REQUIRED ACTION: Give the records below again, exactly as they appear.

(Source records)
──────

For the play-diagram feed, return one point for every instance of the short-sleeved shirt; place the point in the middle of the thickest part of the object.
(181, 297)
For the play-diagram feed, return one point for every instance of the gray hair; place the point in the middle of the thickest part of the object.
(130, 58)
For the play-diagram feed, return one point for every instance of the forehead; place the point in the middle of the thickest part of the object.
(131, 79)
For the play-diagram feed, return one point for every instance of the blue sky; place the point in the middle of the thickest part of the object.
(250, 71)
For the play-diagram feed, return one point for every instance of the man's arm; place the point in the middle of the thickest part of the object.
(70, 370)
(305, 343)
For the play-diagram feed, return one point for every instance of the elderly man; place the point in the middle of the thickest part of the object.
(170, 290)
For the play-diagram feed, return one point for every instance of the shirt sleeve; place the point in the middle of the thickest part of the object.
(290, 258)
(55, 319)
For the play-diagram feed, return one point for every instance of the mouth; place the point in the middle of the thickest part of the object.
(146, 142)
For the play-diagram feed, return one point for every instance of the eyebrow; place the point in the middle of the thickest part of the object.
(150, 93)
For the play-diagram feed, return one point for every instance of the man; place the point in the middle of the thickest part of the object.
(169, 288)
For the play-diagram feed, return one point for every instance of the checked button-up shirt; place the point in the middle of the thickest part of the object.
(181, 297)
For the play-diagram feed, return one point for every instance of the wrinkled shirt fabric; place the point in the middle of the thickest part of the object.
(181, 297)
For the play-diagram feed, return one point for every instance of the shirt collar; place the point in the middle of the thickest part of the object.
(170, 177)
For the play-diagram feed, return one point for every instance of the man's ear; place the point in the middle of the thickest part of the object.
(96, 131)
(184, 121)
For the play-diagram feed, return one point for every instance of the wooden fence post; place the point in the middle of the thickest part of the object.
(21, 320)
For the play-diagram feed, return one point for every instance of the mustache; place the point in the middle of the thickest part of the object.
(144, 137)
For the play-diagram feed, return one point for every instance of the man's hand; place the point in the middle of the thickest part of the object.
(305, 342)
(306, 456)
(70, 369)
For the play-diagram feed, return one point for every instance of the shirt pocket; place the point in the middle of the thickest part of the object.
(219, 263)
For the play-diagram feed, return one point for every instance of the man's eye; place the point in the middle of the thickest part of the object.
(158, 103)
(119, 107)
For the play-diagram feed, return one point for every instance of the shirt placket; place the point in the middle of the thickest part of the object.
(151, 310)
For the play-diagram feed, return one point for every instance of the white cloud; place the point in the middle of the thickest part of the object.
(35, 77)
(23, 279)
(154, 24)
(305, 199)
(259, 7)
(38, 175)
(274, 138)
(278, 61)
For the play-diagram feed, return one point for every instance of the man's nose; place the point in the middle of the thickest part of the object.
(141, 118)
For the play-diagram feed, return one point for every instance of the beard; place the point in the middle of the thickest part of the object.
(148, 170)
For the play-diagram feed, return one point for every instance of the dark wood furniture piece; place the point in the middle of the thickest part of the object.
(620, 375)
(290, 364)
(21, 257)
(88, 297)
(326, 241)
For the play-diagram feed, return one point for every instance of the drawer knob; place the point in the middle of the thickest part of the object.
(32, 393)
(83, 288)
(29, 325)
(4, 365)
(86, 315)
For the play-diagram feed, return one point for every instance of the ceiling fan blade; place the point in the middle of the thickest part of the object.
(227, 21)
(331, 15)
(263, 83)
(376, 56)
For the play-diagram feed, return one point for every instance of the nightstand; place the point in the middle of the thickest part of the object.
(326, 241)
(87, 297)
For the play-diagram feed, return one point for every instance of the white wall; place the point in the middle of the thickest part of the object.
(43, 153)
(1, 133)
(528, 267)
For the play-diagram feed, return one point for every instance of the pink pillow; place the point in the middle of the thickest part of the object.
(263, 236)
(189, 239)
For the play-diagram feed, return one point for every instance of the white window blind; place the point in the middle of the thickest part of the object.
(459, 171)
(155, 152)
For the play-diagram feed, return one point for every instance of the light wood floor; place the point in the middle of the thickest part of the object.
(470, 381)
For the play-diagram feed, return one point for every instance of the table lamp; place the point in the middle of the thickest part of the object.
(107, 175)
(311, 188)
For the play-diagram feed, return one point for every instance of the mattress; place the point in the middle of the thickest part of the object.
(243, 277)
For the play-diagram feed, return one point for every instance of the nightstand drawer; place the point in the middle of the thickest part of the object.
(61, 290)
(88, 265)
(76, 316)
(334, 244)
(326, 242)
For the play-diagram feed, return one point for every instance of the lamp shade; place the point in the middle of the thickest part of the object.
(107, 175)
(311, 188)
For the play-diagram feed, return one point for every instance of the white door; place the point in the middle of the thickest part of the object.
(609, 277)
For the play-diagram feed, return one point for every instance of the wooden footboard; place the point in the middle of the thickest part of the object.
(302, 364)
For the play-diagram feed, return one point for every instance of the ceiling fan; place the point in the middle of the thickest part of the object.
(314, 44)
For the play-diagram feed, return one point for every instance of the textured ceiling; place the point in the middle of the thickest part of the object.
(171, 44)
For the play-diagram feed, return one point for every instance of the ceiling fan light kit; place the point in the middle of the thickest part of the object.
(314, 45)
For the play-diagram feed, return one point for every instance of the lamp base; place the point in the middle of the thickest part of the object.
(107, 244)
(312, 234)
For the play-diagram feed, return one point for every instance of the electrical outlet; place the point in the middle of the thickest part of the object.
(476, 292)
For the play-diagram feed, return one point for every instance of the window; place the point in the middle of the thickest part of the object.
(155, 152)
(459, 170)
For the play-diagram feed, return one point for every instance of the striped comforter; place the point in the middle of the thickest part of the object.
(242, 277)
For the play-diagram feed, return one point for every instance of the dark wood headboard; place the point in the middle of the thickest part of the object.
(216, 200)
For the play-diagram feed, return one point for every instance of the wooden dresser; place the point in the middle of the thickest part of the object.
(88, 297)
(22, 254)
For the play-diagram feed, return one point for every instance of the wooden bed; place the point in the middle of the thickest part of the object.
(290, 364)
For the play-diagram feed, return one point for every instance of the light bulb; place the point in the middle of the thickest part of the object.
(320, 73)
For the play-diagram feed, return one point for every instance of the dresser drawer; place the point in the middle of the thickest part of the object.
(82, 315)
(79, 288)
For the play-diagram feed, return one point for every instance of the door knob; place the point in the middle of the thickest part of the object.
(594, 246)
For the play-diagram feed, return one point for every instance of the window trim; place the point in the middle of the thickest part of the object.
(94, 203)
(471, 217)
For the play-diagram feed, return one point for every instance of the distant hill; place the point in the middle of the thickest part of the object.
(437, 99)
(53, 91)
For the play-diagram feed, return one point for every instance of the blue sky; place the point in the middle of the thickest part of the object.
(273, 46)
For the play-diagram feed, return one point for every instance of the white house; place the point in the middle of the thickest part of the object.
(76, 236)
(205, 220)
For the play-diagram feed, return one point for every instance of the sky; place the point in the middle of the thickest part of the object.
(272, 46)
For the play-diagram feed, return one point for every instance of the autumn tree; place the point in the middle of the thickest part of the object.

──────

TASK SOLUTION:
For the play-diagram feed, return one point for every instance of the short-sleeved shirt; place the point in the middle of the thickest part of the object.
(181, 297)
For the play-diagram feed, return one point for every instance of the gray hair; place the point in the middle of the thickest part of the object.
(130, 58)
For the play-diagram feed, return one point for every instance of the forehead; place the point in the middle of the thickest part of the object.
(131, 79)
For the play-diagram feed, return one point for every instance of the blue sky; place the point in the middle of the thickest part of the object.
(250, 71)
For the play-diagram feed, return one point for every instance of the man's arm; place the point in the middle of the thickest part of the object.
(70, 370)
(305, 343)
For the play-diagram feed, return one point for every instance of the elderly man; place the point in the middle of the thickest part of the object.
(170, 290)
For the play-diagram feed, return one point for every instance of the shirt sleeve; place the point in the middle of the thickest part of the object.
(290, 258)
(55, 319)
For the play-diagram feed, return one point for every instance of the mouth; place the point in the middle of the thickest part of the object.
(146, 142)
For the play-diagram feed, return one point for every instance of the eyebrow; place the point in the middle of the thickest part of the object.
(150, 93)
For the play-diagram feed, return one point for every instance of the man; place the point in the middle of the thickest part of the object.
(169, 288)
For the play-diagram feed, return one point for every instance of the checked button-up shirt; place the point in the middle of the thickest part of the object.
(181, 297)
For the play-diagram feed, return one point for every instance of the wrinkled shirt fabric; place the point in the middle of the thickest part of the object.
(181, 297)
For the play-diagram feed, return one point for every instance of the shirt collar; place the point in the middle of the thickest part of the object.
(170, 177)
For the play-diagram feed, return one point for every instance of the man's ear; place the point in the middle of the thickest part of the object.
(96, 131)
(184, 121)
For the play-diagram feed, return one point for every instance of the wooden fence post; place the point in the middle of the thickest part of the object.
(21, 320)
For the play-diagram feed, return one point for every instance of the mustache; place the point in the middle of the thickest part of the object.
(144, 137)
For the play-diagram feed, return one point for every instance of the man's hand; place the point in the middle of the thickest part of the object.
(305, 342)
(306, 456)
(70, 369)
For the play-diagram feed, return one point for every instance of the shirt pocket; place the point in the middle of the thickest part of the object.
(219, 263)
For the play-diagram feed, return one point for every instance of the man's eye; place the point in the middle of the thickest part of the object.
(158, 103)
(119, 107)
For the play-diagram feed, return one point for every instance of the shirt placket; place the point in the middle of the thickest part of the object.
(151, 310)
For the play-diagram feed, return one point for every instance of the white cloud; place the point in the middle of the thickest part of the object.
(35, 77)
(23, 279)
(154, 24)
(305, 199)
(259, 7)
(38, 175)
(274, 138)
(278, 61)
For the play-diagram feed, return one point for every instance of the man's nose; place the point in the middle of the thickest part of the object.
(141, 118)
For the play-diagram feed, return one point for every instance of the beard; place the point in the middle of the thickest part of the object.
(148, 170)
For the play-diagram feed, return one point for every instance of the dark wood furniture piece; place the point in the middle of the thickest part of the object.
(620, 375)
(290, 364)
(21, 257)
(88, 297)
(326, 241)
For the play-diagram feed, return one point for every instance of the drawer knob; place the point in the middle of the thickest part of the object.
(32, 393)
(83, 288)
(29, 325)
(4, 365)
(86, 315)
For the play-diagram feed, return one point for every instance of the ceiling fan blade; place the point in the middle of the thickest part of the object.
(227, 21)
(331, 15)
(263, 83)
(376, 56)
For the play-diagram feed, return one point for every instance of the nightstand; place the point in the middle of the thickest part of the object.
(326, 241)
(87, 297)
For the play-diagram feed, return one point for every instance of the white wall; place the point in the middle of the thickest part of the object.
(43, 153)
(1, 133)
(528, 267)
For the play-diagram feed, return one point for every instance of the pink pillow; place the point in the middle of the thickest part of the object.
(263, 236)
(189, 239)
For the play-diagram feed, return one point for every instance of the white window blind; place the point in the middle of the thickest part of the object.
(459, 171)
(155, 152)
For the play-diagram feed, return one point for every instance of the light wood floor; place the point in the middle of the thickest part of the object.
(470, 381)
For the play-diagram feed, return one point for every instance of the table lamp; place the point in the middle of the thickest part of the object.
(107, 175)
(311, 188)
For the play-diagram feed, return one point for every instance of the mattress; place the point in the middle of the thickest part of the object.
(243, 277)
For the play-diagram feed, return one point for every instance of the nightstand drawer; place the point in the middle of the thickest part of the object.
(61, 290)
(88, 265)
(76, 316)
(334, 244)
(326, 242)
For the play-diagram feed, return one point for every instance of the lamp shade; place the point in the middle of the thickest part of the object.
(107, 175)
(311, 188)
For the play-diagram feed, return one point for every instance of the white door; place the point in the middle of the thickest part of the object.
(609, 277)
For the play-diagram feed, return one point for every instance of the wooden footboard; place the point in the middle of the thickest part of the object.
(302, 364)
For the play-diagram feed, return one point for every instance of the ceiling fan; place the point in the middle of the thickest part of the object.
(314, 44)
For the play-diagram feed, return one point for every instance of the textured ceiling; place the point in the middle of the thickest part of the object.
(171, 44)
For the play-diagram feed, return one point for every instance of the ceiling fan light kit; place the point in the middle of the thickest part of the object.
(314, 45)
For the play-diagram feed, return one point for every instance of the lamp base; place the point in the middle of the thickest part of the object.
(107, 244)
(312, 234)
For the play-diagram feed, return one point for every instance of the electrical outlet; place the point in the middle of the thickest part of the object.
(476, 292)
For the play-diagram feed, return one point for every instance of the window; place the point in the middle of the thickest part of the object.
(155, 152)
(459, 170)
For the play-diagram feed, return one point for every instance of the striped comforter; place the point in the middle of the thickest part of the object.
(242, 277)
For the play-diagram feed, return one point for every instance of the dark wood headboard; place the point in the middle of the thickest part of the object.
(216, 200)
For the play-diagram feed, return one point for every instance of the wooden dresser; place the point in the middle of the thickest part of the object.
(88, 297)
(22, 254)
For the play-diagram feed, return one point for every instance of the wooden bed; place the point in the middle of the thickest part of the object.
(290, 364)
For the play-diagram feed, return one point for every instance of the light bulb; place the point in the middle of the thickest part of the object.
(320, 73)
For the play-diagram feed, return one point for every instance of the dresser drawer; place the point in the middle of the thickest part of the object.
(82, 315)
(79, 288)
For the play-diagram feed, return one point for every instance of the door knob; place the point in the middle of the thickest part of the object.
(594, 246)
For the play-diagram feed, return one point for every instance of the window trim; place the point in the middle of the thickest part of the object.
(94, 203)
(471, 217)
For the play-diagram feed, return one point for every instance of the distant hill; place the point in the middle of the thickest part of the object.
(437, 99)
(53, 91)
For the play-diagram feed, return one point for every instance of the blue sky; place the point in the middle of the thickest part of the object.
(273, 46)
For the play-diagram feed, return one point for every instance of the white house; place the point in the middle of the thickest part of the object.
(76, 236)
(205, 220)
For the play-diagram feed, return one point for every instance of the sky; place the point in the middle of the thickest part of the object.
(272, 46)
For the play-diagram feed, return one point for every instance of the autumn tree; place the point in the middle of the thickest part of the object.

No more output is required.